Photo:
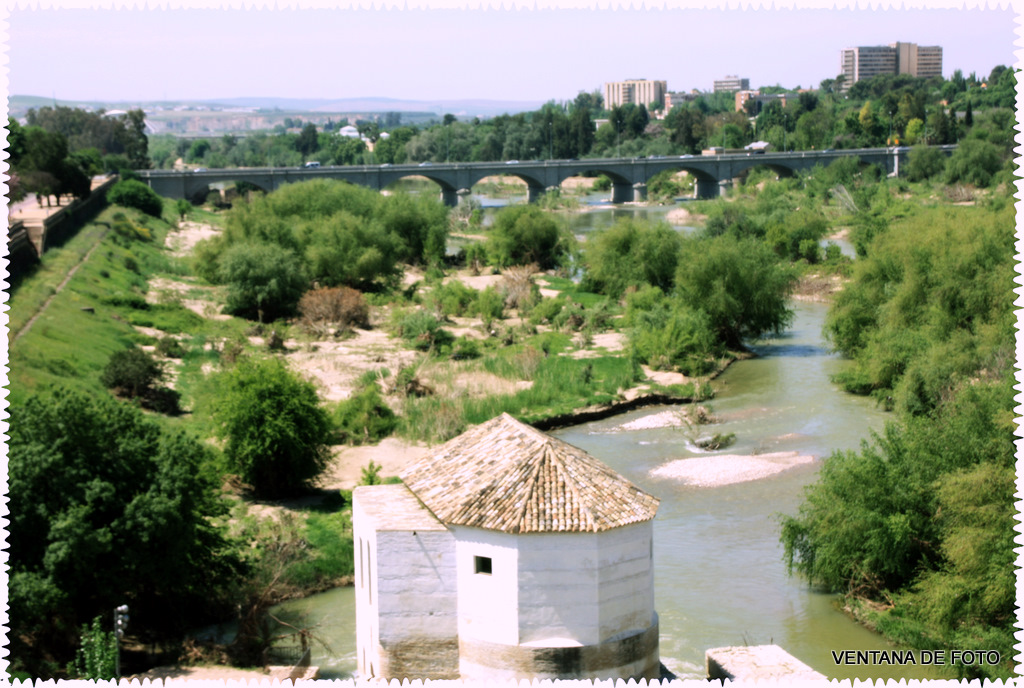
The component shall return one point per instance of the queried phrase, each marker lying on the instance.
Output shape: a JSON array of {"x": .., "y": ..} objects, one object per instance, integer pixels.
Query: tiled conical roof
[{"x": 505, "y": 475}]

● What is expected:
Each entry above should be written out again exactly, without its pictures.

● Exercise response:
Photo:
The component shall return one point per instance of the queried phrase, each marker lying on the instance.
Output shape: a JSON array of {"x": .., "y": ..} objects, one object per instance, integer pixels.
Query: tiled conical roof
[{"x": 505, "y": 475}]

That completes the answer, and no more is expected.